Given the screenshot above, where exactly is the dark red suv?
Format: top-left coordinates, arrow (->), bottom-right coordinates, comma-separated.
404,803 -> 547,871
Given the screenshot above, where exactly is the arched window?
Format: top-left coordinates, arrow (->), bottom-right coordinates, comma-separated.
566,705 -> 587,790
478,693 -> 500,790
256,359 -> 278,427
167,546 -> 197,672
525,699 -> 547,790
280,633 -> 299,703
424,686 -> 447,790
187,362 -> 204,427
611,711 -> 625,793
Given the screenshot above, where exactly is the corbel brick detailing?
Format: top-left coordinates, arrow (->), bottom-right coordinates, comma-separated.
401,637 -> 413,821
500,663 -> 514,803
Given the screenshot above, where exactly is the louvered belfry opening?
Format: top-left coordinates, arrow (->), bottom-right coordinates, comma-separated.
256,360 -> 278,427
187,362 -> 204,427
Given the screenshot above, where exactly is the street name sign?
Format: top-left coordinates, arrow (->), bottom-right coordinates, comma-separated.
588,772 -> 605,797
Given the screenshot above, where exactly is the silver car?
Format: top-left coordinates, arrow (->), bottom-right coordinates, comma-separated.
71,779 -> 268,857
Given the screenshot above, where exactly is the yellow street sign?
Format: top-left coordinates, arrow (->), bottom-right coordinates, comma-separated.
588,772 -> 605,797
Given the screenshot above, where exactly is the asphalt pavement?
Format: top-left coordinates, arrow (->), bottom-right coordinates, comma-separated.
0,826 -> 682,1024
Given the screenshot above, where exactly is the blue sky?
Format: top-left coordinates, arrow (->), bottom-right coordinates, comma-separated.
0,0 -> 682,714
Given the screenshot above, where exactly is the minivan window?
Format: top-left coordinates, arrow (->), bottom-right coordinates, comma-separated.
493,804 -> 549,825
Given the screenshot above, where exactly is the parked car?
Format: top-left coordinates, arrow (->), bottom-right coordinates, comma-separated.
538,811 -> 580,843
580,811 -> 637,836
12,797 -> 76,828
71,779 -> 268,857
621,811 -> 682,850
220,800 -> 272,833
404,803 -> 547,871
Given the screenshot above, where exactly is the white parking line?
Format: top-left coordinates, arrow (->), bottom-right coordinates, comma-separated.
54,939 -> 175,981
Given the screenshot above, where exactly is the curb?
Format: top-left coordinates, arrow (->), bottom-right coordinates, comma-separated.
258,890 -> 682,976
---
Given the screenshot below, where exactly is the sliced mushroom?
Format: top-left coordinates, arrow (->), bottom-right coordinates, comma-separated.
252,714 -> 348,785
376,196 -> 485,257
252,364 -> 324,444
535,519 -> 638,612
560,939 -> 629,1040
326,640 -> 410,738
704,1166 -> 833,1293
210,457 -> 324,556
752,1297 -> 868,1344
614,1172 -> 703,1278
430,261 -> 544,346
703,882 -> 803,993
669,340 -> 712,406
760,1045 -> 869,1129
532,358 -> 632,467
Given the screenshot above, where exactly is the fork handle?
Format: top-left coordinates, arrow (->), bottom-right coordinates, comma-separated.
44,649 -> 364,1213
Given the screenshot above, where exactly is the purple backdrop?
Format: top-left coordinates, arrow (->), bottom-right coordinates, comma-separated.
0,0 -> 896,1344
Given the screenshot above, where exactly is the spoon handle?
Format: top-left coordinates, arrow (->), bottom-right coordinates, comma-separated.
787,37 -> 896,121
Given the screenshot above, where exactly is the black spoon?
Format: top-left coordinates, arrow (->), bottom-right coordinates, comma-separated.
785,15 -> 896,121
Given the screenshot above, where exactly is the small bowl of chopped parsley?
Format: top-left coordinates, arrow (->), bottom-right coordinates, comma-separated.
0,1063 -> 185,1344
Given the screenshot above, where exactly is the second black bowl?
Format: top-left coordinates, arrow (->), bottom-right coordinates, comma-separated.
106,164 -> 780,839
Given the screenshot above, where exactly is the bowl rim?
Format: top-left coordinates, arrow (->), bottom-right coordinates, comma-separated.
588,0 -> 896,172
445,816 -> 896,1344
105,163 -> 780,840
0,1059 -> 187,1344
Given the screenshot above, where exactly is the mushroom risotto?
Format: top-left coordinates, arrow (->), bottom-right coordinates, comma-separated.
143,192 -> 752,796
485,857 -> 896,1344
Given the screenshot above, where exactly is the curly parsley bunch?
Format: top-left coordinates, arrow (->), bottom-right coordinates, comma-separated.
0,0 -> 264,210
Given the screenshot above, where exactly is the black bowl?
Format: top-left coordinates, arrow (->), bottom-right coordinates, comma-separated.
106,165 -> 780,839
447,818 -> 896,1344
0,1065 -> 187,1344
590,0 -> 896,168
==
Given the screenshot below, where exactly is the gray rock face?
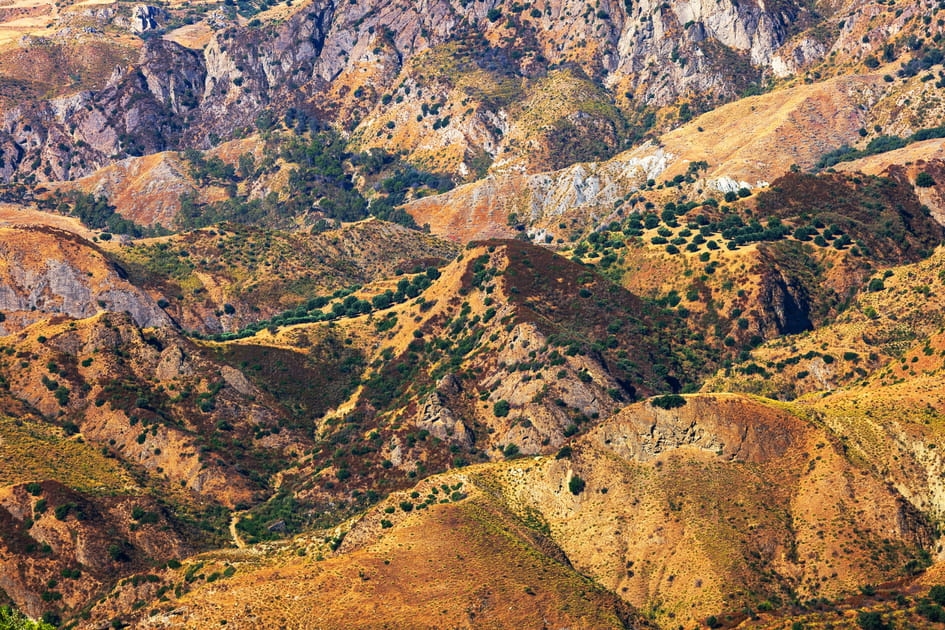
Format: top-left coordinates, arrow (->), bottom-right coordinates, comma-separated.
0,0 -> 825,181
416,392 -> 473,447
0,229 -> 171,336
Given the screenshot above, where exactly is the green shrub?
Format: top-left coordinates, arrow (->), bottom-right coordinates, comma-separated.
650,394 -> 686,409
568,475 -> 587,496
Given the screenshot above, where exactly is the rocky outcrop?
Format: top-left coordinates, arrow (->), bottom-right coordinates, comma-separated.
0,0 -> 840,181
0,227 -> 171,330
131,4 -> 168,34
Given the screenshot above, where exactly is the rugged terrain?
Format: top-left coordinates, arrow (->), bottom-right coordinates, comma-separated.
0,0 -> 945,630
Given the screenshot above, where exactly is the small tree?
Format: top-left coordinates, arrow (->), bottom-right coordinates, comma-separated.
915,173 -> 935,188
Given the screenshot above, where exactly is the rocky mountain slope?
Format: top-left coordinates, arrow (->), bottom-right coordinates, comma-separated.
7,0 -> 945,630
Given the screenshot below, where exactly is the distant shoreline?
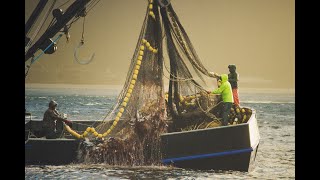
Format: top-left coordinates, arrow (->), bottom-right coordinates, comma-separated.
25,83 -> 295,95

- _TASK_: Rewrite the entries from the line with "Given the screenshot above, where exactly is the dark" up to and including the line with "500,663 -> 514,803" as a two-column CSV with the header text,answer. Give one row per entry, with its wording and its answer each in a single quoted field and line breaks replaced by spaces.

- _SOLUTION TO THIS PROBLEM_:
text,answer
"Given the screenshot above, where exactly is the dark red suv? Format: top-left coordinates, arrow (->), bottom-right coordinates, comma-separated.","404,803 -> 547,871"
"Given the screenshot above, where exactly is the arched window? Format: top-left coordinates, arrow (->), bottom-right coordinates, comma-separated.","566,705 -> 587,790 478,693 -> 500,790 256,359 -> 278,427 167,546 -> 197,672 525,699 -> 547,790 280,633 -> 299,703 424,686 -> 447,790 187,362 -> 204,427 611,711 -> 625,793"
"Given the screenshot above, where exactly is the corbel brick detailing? Format: top-left coordinates, arrow (->), bottom-right coordinates, comma-separated.","401,637 -> 413,821 500,663 -> 514,803"